**Exercise:** Give back all of the data exactly as it stands, with the pictures removed.
═══ Dataset entries ═══
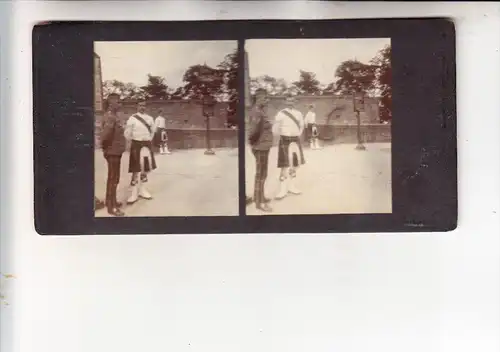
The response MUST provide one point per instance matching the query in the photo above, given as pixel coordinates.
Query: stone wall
(186, 124)
(181, 113)
(325, 104)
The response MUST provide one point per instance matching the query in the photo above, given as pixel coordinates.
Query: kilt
(135, 157)
(157, 140)
(283, 152)
(309, 131)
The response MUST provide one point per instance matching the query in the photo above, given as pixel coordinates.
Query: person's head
(261, 97)
(141, 106)
(113, 102)
(290, 101)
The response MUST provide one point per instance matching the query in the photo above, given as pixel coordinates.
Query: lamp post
(358, 99)
(208, 76)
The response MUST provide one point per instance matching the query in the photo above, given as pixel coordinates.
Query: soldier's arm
(154, 127)
(254, 126)
(277, 123)
(129, 127)
(107, 128)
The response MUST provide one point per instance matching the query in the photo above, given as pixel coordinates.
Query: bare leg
(292, 188)
(134, 184)
(283, 183)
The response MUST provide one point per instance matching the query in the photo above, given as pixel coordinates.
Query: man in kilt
(289, 125)
(140, 130)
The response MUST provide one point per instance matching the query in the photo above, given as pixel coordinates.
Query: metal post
(209, 150)
(360, 145)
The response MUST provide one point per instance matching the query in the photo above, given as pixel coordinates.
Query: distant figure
(140, 130)
(289, 126)
(113, 146)
(261, 141)
(161, 137)
(98, 204)
(311, 128)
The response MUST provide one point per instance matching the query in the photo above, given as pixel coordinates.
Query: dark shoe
(115, 212)
(98, 204)
(264, 207)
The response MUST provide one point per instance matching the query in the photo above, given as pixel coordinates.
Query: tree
(156, 88)
(125, 90)
(194, 87)
(273, 86)
(307, 84)
(383, 82)
(348, 80)
(228, 89)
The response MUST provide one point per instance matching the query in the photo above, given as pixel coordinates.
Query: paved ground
(335, 180)
(186, 183)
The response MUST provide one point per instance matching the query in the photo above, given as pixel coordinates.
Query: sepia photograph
(318, 126)
(166, 131)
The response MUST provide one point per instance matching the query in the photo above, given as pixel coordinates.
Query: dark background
(424, 159)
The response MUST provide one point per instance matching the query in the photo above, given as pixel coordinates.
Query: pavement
(185, 183)
(337, 179)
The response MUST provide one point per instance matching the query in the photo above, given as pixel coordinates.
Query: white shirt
(310, 118)
(160, 122)
(285, 126)
(135, 129)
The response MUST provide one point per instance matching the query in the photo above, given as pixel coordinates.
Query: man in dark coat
(261, 141)
(113, 147)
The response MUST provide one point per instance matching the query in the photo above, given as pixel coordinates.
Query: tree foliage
(383, 81)
(125, 90)
(194, 87)
(228, 89)
(273, 86)
(156, 88)
(353, 75)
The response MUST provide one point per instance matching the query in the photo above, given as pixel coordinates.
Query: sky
(132, 61)
(283, 58)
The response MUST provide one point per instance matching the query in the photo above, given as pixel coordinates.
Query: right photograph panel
(318, 126)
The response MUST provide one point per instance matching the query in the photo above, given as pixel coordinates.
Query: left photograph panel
(166, 128)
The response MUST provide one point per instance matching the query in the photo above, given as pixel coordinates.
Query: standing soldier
(289, 126)
(161, 136)
(261, 141)
(113, 146)
(140, 130)
(311, 128)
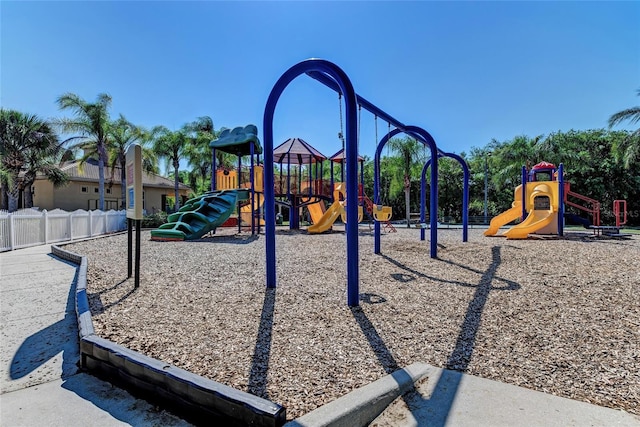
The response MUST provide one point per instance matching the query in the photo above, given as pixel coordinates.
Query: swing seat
(343, 214)
(382, 213)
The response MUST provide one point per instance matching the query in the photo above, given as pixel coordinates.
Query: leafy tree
(27, 144)
(91, 120)
(628, 150)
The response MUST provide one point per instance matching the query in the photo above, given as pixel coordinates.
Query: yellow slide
(330, 216)
(316, 210)
(536, 220)
(504, 218)
(245, 211)
(327, 219)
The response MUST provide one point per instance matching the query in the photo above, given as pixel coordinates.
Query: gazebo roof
(339, 157)
(238, 141)
(296, 151)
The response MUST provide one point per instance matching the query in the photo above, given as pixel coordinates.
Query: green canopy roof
(238, 141)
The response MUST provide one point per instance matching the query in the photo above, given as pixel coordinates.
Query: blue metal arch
(465, 194)
(424, 137)
(351, 147)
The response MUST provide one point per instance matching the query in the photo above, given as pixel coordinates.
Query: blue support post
(423, 197)
(253, 192)
(347, 90)
(424, 137)
(213, 169)
(561, 201)
(524, 193)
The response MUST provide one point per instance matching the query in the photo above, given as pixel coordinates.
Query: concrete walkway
(39, 350)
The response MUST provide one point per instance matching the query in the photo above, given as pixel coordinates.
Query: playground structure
(335, 78)
(205, 213)
(539, 202)
(236, 198)
(244, 141)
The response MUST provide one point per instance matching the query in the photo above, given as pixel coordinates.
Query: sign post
(134, 204)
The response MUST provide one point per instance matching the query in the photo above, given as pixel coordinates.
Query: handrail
(594, 210)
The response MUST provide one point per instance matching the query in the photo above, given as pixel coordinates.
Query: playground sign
(134, 181)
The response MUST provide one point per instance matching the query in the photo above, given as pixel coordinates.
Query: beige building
(82, 190)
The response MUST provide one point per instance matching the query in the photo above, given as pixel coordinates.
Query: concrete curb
(197, 399)
(360, 407)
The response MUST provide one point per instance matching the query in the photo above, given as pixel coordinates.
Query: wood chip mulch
(561, 316)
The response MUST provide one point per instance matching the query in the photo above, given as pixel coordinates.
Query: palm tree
(198, 152)
(123, 133)
(629, 149)
(92, 122)
(411, 153)
(171, 145)
(27, 144)
(508, 157)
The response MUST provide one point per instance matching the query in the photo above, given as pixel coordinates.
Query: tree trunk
(13, 193)
(176, 166)
(101, 156)
(3, 197)
(28, 181)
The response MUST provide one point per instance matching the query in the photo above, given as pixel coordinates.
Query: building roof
(88, 172)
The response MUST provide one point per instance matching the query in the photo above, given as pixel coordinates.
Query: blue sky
(466, 72)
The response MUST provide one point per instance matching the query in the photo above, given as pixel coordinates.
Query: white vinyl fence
(31, 227)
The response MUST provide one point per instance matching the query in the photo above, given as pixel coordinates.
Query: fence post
(11, 232)
(43, 225)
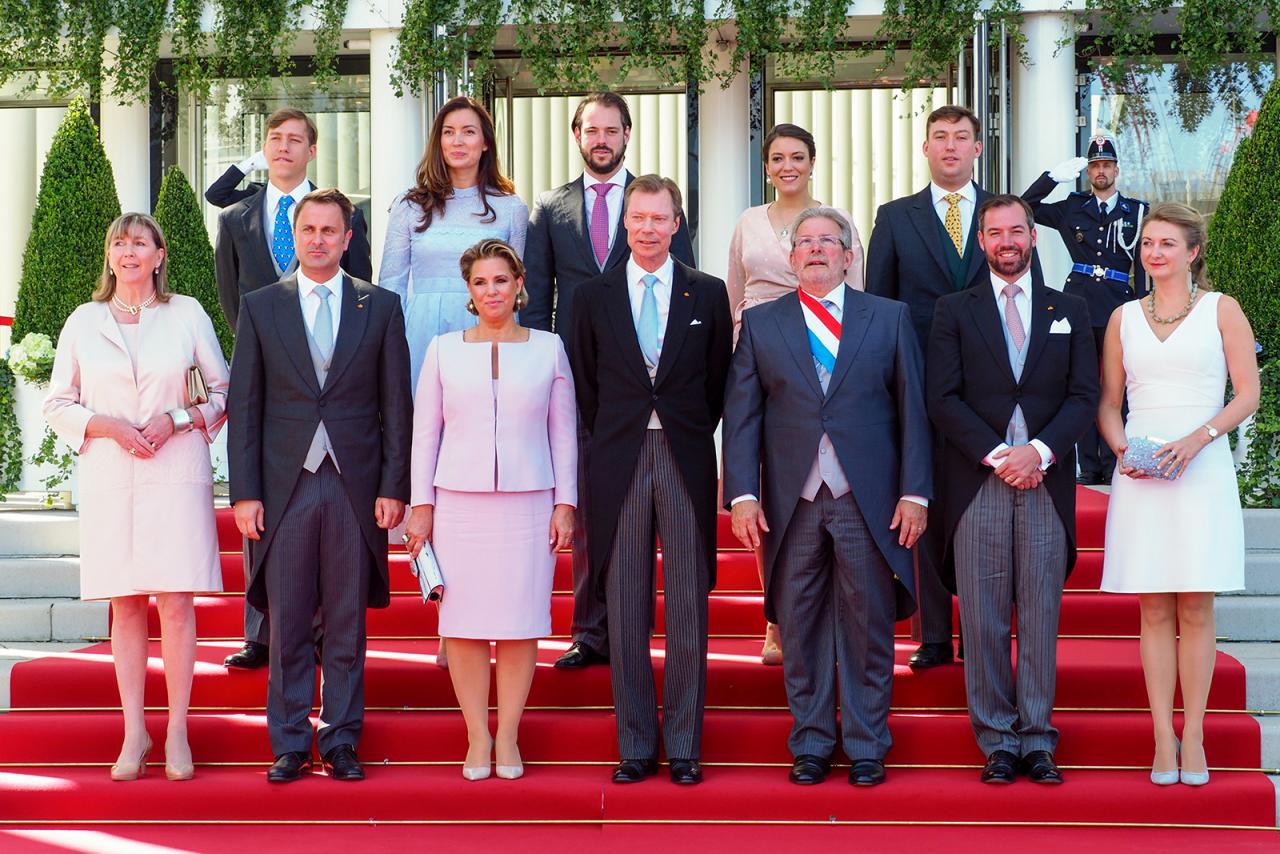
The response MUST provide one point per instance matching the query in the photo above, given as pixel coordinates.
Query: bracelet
(181, 419)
═══
**Written response:**
The response MUST provide one point per instance matching the query in the photo above, given as pixel coordinates.
Query: stone wall
(186, 124)
(181, 113)
(325, 104)
The response MUST provide one point per instance matching the query in the photo above, given as pixel coordinates.
Query: kilt
(135, 157)
(157, 140)
(283, 152)
(309, 131)
The response MUST provide one point per instance matching the query in the photo above, given as pixel coordinates.
Query: person's head
(261, 97)
(141, 106)
(113, 102)
(290, 101)
The response MUST provide one point per instance matching the query in the photo above, given as pixel coordinates.
Query: lamp post
(358, 99)
(208, 76)
The response MUST provide one point per instance matching the query in the photo above, given as pixel coordinates.
Query: soldier's arm
(154, 127)
(254, 126)
(277, 123)
(129, 127)
(107, 128)
The response MUST provide one point per instance matching the query in the photo above, given as pixel coordinates.
Query: bare leg
(292, 188)
(134, 184)
(283, 183)
The response MUST provide one point per instance matching the query in the photo above, given as pixel coordinates.
Query: man in kilt
(289, 125)
(140, 130)
The response MUST provide one point per instance matching the query in the photo above, given as pixel coordinates.
Query: metal post
(209, 150)
(360, 145)
The response MUST provide one point per instance matching the query in the photo above, given as pixel coordinates.
Query: distant figure
(140, 130)
(289, 126)
(113, 146)
(261, 141)
(161, 137)
(98, 204)
(311, 128)
The response MUST provide one point per instance matching the query in the photo above, given as pixel coordinates.
Query: dark shoe
(115, 212)
(98, 204)
(264, 207)
The response MUST provide one point per instance matching the query in the photo above, given as pixel coordinates.
Query: tree
(156, 88)
(125, 90)
(194, 87)
(273, 86)
(307, 84)
(383, 82)
(348, 80)
(228, 89)
The response MUST provide one point per instance matching the query in the photo above, given as pixel coordinates.
Query: paved ground
(335, 180)
(186, 183)
The response MUST provide one point per instance matching the query in the photo above, given as pixel coordinates.
Query: sepia photograph
(318, 126)
(166, 131)
The response MUST provide one point per instance matching the query in the photo above, given as pixel coordinates.
Query: dark background
(424, 159)
The response MUST provide one point per instance matching the query in the photo above, given as pixel coordinates.
Query: pavement
(185, 183)
(337, 179)
The response MUST provide one point per instance matching the query in the photo above, given as pixel coordinates.
Query: white shirt
(310, 118)
(160, 122)
(285, 126)
(135, 129)
The response MUST provide one point per instance matching the query in the photo above, given as pixel coordinates.
Query: man in dark coat
(261, 141)
(113, 147)
The response MUST provide one point per instance matching the query in the photo above, given as pixel coordinates.
Query: tree foliage
(383, 81)
(125, 90)
(194, 87)
(228, 89)
(273, 86)
(156, 88)
(353, 75)
The response MUST provide one point per instance matching the query in the photo above, given as pixel coordinates.
Query: sky
(132, 61)
(283, 58)
The response MUST provide one point per instance matching the query in the photo above, given as pixel coordinates.
Query: right photograph panel
(318, 126)
The response MUST provide one point per instance matching the query in the photo above, given as pixel coordinates.
Query: left photograph panel
(166, 128)
The response MUST provide one point per instance matching the query in the photo above, given as pixel coordinates.
Query: standing soldier
(289, 126)
(161, 136)
(261, 141)
(113, 146)
(140, 130)
(311, 128)
The response MUST provide one point per instance matching the query in the photo above, given as pixel coordinates.
Query: swing seat
(343, 214)
(382, 213)
The response MUST provide one point per instance matching the query in the photo above, given as pixel coordinates.
Query: leafy tree
(27, 144)
(91, 120)
(628, 150)
The response MUST provide one point per instance matching the query in the photo above, given as pixel coordinates.
Query: yellow slide
(330, 216)
(316, 210)
(536, 220)
(504, 218)
(245, 211)
(327, 219)
The response MUST provide one point per instance matching the query in the photo above, given as pixel coordinates.
Query: gazebo roof
(339, 157)
(238, 141)
(296, 151)
The response MUST provide one point per instance matching the query in the photo above, given as pixel coordinates.
Query: green canopy roof
(238, 141)
The response MUST provide one point per instance matching the query in the photo above, given as pixel coordinates.
Query: blue metal arch
(465, 194)
(424, 137)
(351, 147)
The response MUST provide one point per instance matching the query in the photo above, given as pixel coordinates.
Query: blue support post
(423, 197)
(253, 192)
(347, 90)
(424, 137)
(213, 169)
(561, 201)
(524, 193)
The response MUST provide one point per instance matching the query in the photo above, given as pixel coordinates.
Query: concrete walkway
(39, 350)
The response MUST provide one point per instance matching the query in the photo above, given as pixel coordinates.
Query: playground structure
(335, 78)
(205, 213)
(539, 202)
(236, 198)
(244, 141)
The response MUST provide one point per instance matching the query in the photo above, given as pixel coordinates.
Query: sign post
(134, 204)
The response MUST provide one point per instance matching the query in the photo above, given as pixel coordinates.
Query: handrail
(594, 210)
The response MUST provide one point per instance matching the query in the photo above, given as pixel coordinates.
Query: playground sign
(134, 181)
The response MUST provide one point per instance matching the query in the photo above, given as pixel coordinates.
Query: beige building
(82, 190)
The response MUST provide one point per instance matching the query in the photo above, given as pixel coordinates.
Query: concrete curb
(197, 399)
(360, 407)
The response MUST provide one point per instance matching the query in the photo above, given as pixel coordinates.
Query: wood chip mulch
(561, 316)
The response MUST provide one point per instance matching the query in the photo above, given as pixel coordinates.
Query: palm tree
(198, 152)
(123, 133)
(629, 149)
(92, 122)
(411, 153)
(171, 145)
(27, 144)
(508, 157)
The response MUST provide one point per instance matching the query in the photo above, given as pixel coordinates.
Query: tree trunk
(13, 193)
(176, 166)
(101, 156)
(3, 197)
(28, 181)
The response MUST provide one point per instance matching the query in the photo above, given as pixel coordinates.
Query: building roof
(88, 172)
The response MUST provide one point per instance matching the query in the photo above, given as pixel coordinates.
Query: blue sky
(466, 72)
The response MUST provide one point per instance matching the query in the photo above, given as pixel coordinates.
Query: white vinyl fence
(31, 227)
The response MUST provide one point per instance matching the query in the photo above, given as pixel coordinates.
Query: fence post
(11, 232)
(43, 225)
The response MUST provide one point per instance matching the query in the photo above, given as pixel coordinates.
Query: bracelet
(181, 419)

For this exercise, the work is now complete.